A second key feature of our results is that effects of performance labels are concentrated among a particularly disadvantaged group of urban, low-income students. However, the relatively rare data on college plans permits us to explore a dimension of heterogeneity that is not part of standard student demographic profiles. We find that these effects are particularly large for students who do not plan to attend a four-year college after high school. The college enrollment decisions of this group appear to be especially sensitive to performance labels. We find no such effects of labeling for higher-income students or students attending suburban schools. Although only about 8 percent of students in the state are urban, low-income students without college-going plans, this group is a particularly important one for policymakers given the very high economic payoff to education credentials and the concerns nationally about upward mobility and educational inequality.

A third key feature is that labeling appears to matter more for students at the top or the bottom of the test score distribution. This suggests two complementary explanations. First, consistent with Zafar (2011), extreme performance information such as labels like Warning or Advanced may be especially salient to students or to their teachers. Alternately, schools may emphasize getting students over the proficiency cutoff and keeping them there (Neal and Schanzenbach 2010). To the extent that schools focus attention on “bubble kids” on either side of the Proficient cutoff, we would expect any effects of labeling at this middle cut-point to be muted.

Importantly, although we find that the label itself matters, we cannot determine precisely the mechanisms through which these effects operate. For example, students could respond directly, feeling encouraged or discouraged as a result of their performance. Parents, teachers, or school policies may also respond, producing indirect effects on student outcomes. Our results do suggest that at least part of the effect operates through student—rather than teacher—responses. The reason is that the effects of performance labels on students’ subsequent educational decisions are stronger for students without four-year college expectations even in models with school fixed effects.20 Since teachers are unlikely to know directly about students’ college expectations, this pattern is inconsistent with the hypothesis that the observed effects stem primarily from teachers’ responses to students’ performance labels. At a minimum, any such effects must interact with the attitudes and behaviors of the students themselves.

In addition to the causal evidence about how students update their educational investment decisions, our findings have an important methodological implication for research that aims to identify the causal effects of policy interventions using a regression-discontinuity strategy. Often researchers take advantage of policies that assign students to treatment based on whether their value on a continuous forcing variable such as a test score falls below (or above) a particular cutoff. If individuals respond to performance labels on these tests, then estimates of the intervention’s effects will be confounded with the effect of the labeling itself. In short, our paper presents evidence that mechanisms, including emotional responses, may be at play when students are assigned to groups based on test score performance. As a result, using such test score classifications as an exogenous source of assignment to treatments may produce biased estimates of the relevant treatment effects. In all cases, researchers must think carefully about the range of pathways through which assignment to treatment in a quasi-experimental design may affect student outcomes other than through the treatment itself.

Work to complete:
a) Answer these questions using the passage on performance labels:
(i) About what share of students in the state are urban, low-income students without college-going plans?
(ii) Which two labels are named as examples of extreme performance information?
(iii) In a regression-discontinuity strategy, a test score is given as an example of what kind of variable?
b) Repeat the passage on performance labels word for word, starting at "A third key" and ending at "to be muted.".

Provided material:
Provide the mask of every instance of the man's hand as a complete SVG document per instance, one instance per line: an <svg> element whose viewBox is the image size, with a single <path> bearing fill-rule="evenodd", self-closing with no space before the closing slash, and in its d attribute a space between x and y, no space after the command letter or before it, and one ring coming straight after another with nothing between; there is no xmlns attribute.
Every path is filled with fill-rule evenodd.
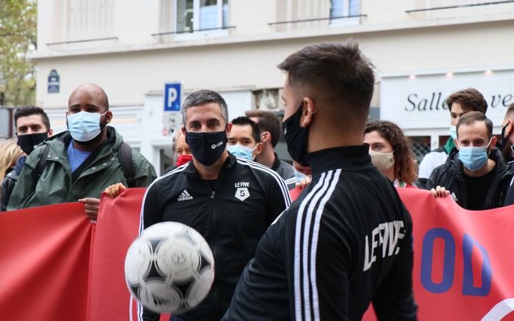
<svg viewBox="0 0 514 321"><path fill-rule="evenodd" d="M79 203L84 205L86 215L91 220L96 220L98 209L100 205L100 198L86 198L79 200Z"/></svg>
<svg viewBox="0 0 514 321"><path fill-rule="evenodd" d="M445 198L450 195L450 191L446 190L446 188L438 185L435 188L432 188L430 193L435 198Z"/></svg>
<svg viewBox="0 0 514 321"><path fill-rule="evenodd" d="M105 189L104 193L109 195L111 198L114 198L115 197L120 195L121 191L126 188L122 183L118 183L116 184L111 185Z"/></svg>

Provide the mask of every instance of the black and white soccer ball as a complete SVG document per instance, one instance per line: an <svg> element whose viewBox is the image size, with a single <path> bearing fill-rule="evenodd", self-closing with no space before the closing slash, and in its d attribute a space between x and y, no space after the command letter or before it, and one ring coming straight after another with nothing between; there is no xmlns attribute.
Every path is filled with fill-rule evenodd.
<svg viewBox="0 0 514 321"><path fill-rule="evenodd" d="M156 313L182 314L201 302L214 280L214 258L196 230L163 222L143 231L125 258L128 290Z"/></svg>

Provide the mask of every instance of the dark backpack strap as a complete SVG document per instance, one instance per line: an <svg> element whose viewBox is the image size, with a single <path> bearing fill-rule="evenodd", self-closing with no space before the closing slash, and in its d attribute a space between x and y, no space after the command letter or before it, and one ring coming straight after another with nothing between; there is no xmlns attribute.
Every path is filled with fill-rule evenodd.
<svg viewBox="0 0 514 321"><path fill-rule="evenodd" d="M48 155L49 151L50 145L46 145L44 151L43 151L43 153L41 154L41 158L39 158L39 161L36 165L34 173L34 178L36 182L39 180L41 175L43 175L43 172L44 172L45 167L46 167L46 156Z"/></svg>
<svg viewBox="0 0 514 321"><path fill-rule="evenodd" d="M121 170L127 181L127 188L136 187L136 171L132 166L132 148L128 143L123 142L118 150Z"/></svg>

The answers:
a)
(i) About 8 percent.
(ii) Warning and Advanced.
(iii) A continuous forcing variable.

b)
A third key feature is that labeling appears to matter more for students at the top or the bottom of the test score distribution. This suggests two complementary explanations. First, consistent with Zafar (2011), extreme performance information such as labels like Warning or Advanced may be especially salient to students or to their teachers. Alternately, schools may emphasize getting students over the proficiency cutoff and keeping them there (Neal and Schanzenbach 2010). To the extent that schools focus attention on “bubble kids” on either side of the Proficient cutoff, we would expect any effects of labeling at this middle cut-point to be muted.